SUPPLIED TEXT

Ardashir, after having received the news of Hazarasp's actions, ordered Arjasf to invade Ruyan. Hazarasp managed to flee from Ruyan, and seek shelter with the Ismailis, who agreed to help him; Hazarasp shortly invaded Ruyan and killed its governor. Ardashir, greatly enraged by these actions, re-captured Ruyan and made Hezabr al-Din Khvorshid the new governor of the city. Hazarasp, after several failures to re-conquer Ruyan, asked Ardashir for forgiveness. He was, however, instead imprisoned by Ardashir, and was secretly murdered by Hezabr al-Din in case that Ardashir would restore Ruyan to Hazarasp.

AIM OF THE TASK
Answer these questions from the text on Hazarasp and Ruyan:
1. Whom did Ardashir order to invade Ruyan?
2. Who agreed to help Hazarasp after he fled Ruyan?
3. Whom did Ardashir make governor after re-capturing Ruyan?

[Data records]
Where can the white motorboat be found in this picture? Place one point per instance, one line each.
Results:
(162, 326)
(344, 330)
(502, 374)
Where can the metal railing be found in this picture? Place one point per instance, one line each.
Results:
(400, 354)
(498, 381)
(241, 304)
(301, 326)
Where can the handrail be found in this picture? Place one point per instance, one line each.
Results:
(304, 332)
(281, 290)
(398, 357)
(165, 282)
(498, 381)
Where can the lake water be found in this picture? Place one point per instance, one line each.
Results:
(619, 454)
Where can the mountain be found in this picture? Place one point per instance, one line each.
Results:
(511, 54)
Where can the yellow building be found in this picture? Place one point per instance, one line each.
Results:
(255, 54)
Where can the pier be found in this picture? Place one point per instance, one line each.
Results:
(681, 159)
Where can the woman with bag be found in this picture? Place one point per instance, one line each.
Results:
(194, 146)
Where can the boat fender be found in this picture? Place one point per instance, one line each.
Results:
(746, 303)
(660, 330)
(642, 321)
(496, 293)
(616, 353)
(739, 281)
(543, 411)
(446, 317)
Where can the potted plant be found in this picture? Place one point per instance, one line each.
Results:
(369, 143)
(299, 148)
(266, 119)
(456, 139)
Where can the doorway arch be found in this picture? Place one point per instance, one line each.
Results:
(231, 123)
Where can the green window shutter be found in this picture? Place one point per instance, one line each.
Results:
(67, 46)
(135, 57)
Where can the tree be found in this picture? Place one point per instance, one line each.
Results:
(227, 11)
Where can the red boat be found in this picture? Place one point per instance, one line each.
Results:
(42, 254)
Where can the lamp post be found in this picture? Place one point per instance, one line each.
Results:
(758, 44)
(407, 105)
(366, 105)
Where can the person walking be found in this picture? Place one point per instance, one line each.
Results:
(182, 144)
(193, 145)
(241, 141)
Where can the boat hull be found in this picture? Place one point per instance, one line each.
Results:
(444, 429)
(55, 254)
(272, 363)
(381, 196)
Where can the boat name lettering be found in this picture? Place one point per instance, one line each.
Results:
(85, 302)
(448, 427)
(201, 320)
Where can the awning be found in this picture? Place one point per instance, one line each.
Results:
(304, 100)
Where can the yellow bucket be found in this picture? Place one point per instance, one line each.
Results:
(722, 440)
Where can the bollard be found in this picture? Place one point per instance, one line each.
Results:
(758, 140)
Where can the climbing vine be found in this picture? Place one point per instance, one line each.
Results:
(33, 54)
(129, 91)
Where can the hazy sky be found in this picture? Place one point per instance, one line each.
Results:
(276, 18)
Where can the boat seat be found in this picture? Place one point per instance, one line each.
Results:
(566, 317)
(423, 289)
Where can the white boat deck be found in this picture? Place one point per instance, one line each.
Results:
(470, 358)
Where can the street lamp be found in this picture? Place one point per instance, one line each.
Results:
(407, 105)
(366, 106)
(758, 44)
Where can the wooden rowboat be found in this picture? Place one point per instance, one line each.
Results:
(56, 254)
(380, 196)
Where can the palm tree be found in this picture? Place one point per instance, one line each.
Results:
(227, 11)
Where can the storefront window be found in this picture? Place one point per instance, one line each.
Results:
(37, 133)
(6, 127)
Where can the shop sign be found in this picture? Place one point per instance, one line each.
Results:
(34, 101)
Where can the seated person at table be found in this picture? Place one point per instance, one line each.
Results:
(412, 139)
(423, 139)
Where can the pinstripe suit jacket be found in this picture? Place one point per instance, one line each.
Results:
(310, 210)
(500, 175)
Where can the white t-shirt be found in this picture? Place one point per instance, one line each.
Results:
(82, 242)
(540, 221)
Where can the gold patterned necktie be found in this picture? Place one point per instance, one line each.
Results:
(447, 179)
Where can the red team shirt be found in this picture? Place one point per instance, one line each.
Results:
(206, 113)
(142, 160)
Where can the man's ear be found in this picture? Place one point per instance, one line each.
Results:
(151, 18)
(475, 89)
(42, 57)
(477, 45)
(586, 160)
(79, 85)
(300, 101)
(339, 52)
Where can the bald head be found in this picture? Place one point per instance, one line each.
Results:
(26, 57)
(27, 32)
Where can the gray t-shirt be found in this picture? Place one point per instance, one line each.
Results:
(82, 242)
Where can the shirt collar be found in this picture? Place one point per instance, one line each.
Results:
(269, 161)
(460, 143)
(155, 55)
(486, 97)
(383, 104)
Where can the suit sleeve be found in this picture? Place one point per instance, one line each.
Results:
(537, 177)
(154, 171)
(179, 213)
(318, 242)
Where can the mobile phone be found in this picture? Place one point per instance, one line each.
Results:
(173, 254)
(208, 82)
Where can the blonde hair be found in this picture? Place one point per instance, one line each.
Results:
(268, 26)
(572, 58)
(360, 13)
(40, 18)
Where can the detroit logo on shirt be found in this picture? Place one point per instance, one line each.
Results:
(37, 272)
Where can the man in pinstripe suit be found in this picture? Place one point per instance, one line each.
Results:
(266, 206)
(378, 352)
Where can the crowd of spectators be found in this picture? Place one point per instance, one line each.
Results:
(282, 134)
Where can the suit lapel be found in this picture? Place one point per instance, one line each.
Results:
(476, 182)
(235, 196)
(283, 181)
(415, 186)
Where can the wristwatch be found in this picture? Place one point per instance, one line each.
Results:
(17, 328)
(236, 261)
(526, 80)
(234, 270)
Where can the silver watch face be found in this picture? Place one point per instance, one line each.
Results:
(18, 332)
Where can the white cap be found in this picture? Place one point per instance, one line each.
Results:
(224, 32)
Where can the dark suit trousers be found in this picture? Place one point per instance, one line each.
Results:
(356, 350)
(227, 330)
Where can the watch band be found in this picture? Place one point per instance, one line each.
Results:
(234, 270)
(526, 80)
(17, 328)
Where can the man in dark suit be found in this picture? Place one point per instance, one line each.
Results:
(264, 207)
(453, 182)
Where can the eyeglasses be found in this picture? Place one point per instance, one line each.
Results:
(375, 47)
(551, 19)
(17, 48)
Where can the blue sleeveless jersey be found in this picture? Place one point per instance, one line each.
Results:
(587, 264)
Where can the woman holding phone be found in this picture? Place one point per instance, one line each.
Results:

EXERCISE RESULT
1. Arjasf
2. The Ismailis
3. Hezabr al-Din Khvorshid